What is needed here is an exact printout of the data, with no pictures included.

(Beginning of Available records)

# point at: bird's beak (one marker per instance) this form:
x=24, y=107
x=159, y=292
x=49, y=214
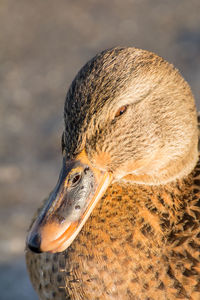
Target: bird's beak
x=79, y=188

(End of Available records)

Task output
# point at: bird's beak (one marker per instance) this form:
x=24, y=107
x=159, y=292
x=49, y=214
Target: bird's beak
x=79, y=188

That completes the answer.